→ **Deine Aufgabe**
Nenne alle Zeilen aus den Daten unten, in denen das Wort „Target“ vorkommt, und schreib jede davon vollständig ab.

***** Vorliegende Daten *****

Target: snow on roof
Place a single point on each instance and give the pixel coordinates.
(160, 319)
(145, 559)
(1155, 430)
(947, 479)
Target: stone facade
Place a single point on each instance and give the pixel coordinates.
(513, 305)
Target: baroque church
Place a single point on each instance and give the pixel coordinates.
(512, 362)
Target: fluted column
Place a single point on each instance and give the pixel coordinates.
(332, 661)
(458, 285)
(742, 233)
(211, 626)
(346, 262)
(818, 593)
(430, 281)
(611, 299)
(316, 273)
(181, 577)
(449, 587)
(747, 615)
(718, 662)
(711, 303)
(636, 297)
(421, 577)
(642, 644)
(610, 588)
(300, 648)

*****
***** Vorliegende Daten *****

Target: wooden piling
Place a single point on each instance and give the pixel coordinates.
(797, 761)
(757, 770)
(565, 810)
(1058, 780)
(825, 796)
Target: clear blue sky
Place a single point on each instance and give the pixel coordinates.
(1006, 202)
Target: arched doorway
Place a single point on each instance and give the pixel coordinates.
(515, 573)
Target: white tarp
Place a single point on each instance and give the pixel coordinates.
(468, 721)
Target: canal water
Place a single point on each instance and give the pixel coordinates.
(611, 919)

*****

→ **Erledigte Aufgabe**
Target: snow on roof
Target: stone facade
Target: baroque church
Target: fluted column
Target: wooden piling
Target: clear blue sky
Target: arched doorway
Target: white tarp
Target: canal water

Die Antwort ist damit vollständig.